### PROMPT:
Copy the Greenwood passage from "Led by the military" to "Oklahoma National Guard.", substituting "bravely" for "heroically".

Popularly known as "Black Wall Street," Tulsa's Greenwood neighborhood was the wealthiest African-American community of its time. It was home to 10,000 black people who owned 600 businesses and hundreds of thriving social institutions.

Formerly called "Little Africa," the Greenwood community housed a hospital, a bank, a bus system, libraries, two newspapers, 30 grocery stores, 21 restaurants, a score of churches, four movie theaters and several schools. Black-owned real estate and personal property valued at $31 million in 2018 dollars disappeared in flames overnight.

The official record cites 37 dead (25 black and six white). However, the NAACP's Walter White, who appraised Tulsa in the massacre's aftermath, estimated 50 dead white men and between 150 and 200 black folks, men and women.

Led by the military veterans who composed the radical African Blood Brotherhood post, black Tulsans heroically fought back. But, the ABB and other defenders of Greenwood were eventually overwhelmed by the sheer size of the mob — 25,000 maddened marauders, Tulsa's police force and the Oklahoma National Guard.

Police officers often led the assault. During the pogrom, cars "bristling with guns" fired indiscriminately as they sped throughout the African-American community. Tulsa's police force dispatched more than a dozen crop duster planes from which officers and others dropped "sticks of dynamite" and "burning balls of turpentine." They burned more than 1,200 residences, turning 10,000 blacks into homeless refugees. After the massacre ended, the police arrested 6,000 African-Americans. Most were held illegally in detention camps. The entire Greenwood community comprising 35 blocks and more than a square mile was demolished.

Within a generation, black Tulsans rebuilt much of Greenwood. However, they remained haunted by the hurt and horror of the massacre. After decades of struggle, they succeeded in getting a state commission appointed.

In 1997, the Oklahoma Legislature charged an 11-member commission with producing an accurate historical account of the "1921 Tulsa Race Riot" and providing recommendations. Three and half years later, in February 2001, the commission issued its findings and recommended "restitution to the historic Greenwood Community, in real and tangible form." They proposed:

— Direct payments of reparations to the survivors;

— Direct payments of reparations to the descendants of survivors;

— A scholarship fund for students affected by the race riot;

— Creation of an economic development enterprise zone in the historic Greenwood neighborhood;

— A memorial for the reburial of any human remains found in the search for unmarked graves.

### RECORD SET:
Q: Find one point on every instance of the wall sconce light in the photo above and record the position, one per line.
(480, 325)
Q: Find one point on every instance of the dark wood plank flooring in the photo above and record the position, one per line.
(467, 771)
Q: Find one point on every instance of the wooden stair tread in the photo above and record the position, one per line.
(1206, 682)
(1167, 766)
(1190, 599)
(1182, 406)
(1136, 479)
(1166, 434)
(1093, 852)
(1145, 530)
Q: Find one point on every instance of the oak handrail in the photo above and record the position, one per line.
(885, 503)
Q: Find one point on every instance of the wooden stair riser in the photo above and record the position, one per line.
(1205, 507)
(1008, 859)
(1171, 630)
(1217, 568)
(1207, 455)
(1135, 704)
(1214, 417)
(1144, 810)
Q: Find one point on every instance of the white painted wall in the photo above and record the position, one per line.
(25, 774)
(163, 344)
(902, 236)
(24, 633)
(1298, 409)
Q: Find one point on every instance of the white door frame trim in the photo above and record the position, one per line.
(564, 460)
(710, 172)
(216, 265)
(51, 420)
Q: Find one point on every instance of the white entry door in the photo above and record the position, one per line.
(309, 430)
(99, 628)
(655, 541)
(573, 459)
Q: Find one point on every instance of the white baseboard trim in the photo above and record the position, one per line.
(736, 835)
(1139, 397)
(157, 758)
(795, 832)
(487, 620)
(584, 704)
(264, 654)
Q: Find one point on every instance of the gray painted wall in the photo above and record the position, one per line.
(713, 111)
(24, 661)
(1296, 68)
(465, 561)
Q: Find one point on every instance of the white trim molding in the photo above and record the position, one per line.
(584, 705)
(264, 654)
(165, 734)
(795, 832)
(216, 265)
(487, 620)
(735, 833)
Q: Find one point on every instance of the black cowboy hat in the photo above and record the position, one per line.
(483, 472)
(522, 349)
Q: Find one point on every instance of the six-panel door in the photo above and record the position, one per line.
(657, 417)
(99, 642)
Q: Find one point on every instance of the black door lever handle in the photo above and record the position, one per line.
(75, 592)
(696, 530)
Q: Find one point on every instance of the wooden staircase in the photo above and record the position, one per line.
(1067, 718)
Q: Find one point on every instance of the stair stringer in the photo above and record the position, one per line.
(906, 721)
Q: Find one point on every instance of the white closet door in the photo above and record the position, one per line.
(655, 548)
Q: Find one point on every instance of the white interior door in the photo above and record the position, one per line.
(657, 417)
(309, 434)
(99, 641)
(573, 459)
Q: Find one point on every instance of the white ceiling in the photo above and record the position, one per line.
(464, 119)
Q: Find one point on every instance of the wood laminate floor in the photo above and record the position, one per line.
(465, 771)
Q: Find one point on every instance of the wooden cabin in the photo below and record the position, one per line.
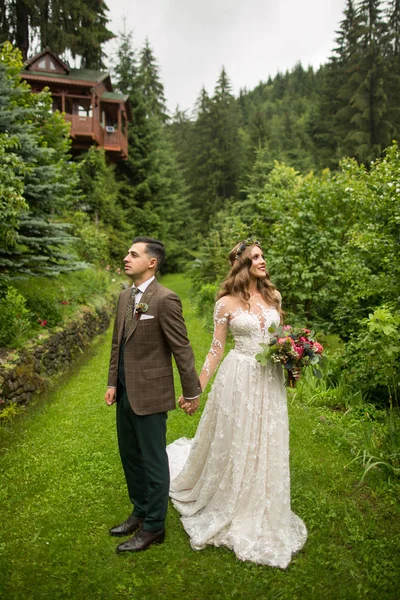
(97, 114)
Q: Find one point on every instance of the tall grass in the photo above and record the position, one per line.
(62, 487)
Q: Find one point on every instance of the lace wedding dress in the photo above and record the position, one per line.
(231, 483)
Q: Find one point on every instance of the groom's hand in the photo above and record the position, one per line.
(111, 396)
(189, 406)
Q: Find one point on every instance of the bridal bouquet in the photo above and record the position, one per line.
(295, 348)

### TASK RESULT:
Led by the military veterans who composed the radical African Blood Brotherhood post, black Tulsans bravely fought back. But, the ABB and other defenders of Greenwood were eventually overwhelmed by the sheer size of the mob — 25,000 maddened marauders, Tulsa's police force and the Oklahoma National Guard.